-- WORK INSTRUCTIONS --
For the entries presented below, indicate the number of lines that include the word "white", adding nothing else.

-- DATA FOR REVIEW --
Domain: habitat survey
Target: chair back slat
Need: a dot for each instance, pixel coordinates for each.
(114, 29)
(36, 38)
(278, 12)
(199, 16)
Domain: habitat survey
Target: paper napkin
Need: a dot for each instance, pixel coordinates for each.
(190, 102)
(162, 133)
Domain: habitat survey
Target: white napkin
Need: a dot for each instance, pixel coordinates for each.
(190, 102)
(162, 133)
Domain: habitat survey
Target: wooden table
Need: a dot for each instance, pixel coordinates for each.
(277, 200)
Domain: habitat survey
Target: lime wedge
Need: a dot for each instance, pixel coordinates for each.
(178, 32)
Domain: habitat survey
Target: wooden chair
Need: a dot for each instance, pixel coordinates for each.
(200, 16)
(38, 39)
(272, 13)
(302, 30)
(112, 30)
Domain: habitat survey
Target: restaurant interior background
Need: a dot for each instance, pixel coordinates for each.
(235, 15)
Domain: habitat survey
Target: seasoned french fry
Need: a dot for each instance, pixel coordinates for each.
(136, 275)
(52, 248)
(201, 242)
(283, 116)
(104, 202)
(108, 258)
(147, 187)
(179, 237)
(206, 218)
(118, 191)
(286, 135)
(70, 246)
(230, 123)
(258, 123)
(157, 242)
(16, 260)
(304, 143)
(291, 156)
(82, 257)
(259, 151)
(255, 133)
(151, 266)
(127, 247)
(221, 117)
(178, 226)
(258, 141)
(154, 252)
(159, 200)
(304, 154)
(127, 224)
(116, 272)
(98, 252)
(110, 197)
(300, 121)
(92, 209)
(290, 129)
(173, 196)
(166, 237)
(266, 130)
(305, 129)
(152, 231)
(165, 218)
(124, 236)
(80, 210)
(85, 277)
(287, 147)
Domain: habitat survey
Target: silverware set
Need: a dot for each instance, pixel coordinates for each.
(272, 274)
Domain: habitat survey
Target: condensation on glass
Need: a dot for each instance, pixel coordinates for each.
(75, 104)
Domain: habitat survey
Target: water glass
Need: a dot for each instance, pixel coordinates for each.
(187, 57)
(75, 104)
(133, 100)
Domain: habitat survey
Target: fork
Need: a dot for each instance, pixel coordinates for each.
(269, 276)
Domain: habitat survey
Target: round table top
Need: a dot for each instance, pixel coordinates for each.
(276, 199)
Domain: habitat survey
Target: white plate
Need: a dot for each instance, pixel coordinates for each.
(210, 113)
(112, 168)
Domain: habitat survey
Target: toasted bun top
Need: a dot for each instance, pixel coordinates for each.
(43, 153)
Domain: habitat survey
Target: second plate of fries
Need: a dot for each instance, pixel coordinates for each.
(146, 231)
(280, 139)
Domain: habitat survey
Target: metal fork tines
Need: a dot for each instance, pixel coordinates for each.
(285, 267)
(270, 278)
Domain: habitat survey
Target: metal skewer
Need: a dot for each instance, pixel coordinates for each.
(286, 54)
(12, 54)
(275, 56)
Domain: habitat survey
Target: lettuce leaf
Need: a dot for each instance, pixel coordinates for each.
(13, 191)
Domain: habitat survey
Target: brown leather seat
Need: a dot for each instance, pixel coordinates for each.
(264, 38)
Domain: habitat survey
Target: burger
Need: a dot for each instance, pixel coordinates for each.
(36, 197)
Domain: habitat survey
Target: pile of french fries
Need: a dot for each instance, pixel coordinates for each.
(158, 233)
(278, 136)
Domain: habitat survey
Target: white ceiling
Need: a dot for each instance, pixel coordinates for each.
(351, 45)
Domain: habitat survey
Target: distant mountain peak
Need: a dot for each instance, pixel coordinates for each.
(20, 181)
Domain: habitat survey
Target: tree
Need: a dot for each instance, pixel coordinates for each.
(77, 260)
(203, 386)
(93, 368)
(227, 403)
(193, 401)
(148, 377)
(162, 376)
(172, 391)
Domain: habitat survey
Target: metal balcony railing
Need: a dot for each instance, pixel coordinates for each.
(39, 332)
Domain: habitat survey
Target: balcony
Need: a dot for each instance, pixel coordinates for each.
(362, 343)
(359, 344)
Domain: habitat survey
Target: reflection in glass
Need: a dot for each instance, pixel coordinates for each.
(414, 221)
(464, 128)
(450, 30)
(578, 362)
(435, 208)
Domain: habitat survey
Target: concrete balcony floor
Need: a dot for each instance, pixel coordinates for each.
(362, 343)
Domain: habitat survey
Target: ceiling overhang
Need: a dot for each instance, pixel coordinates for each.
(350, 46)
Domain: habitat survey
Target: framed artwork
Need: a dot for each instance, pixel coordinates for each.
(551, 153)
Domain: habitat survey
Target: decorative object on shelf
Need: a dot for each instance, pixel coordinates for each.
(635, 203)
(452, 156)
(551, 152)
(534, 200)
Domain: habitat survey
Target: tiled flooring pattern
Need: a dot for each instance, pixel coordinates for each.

-- TASK RESPONSE --
3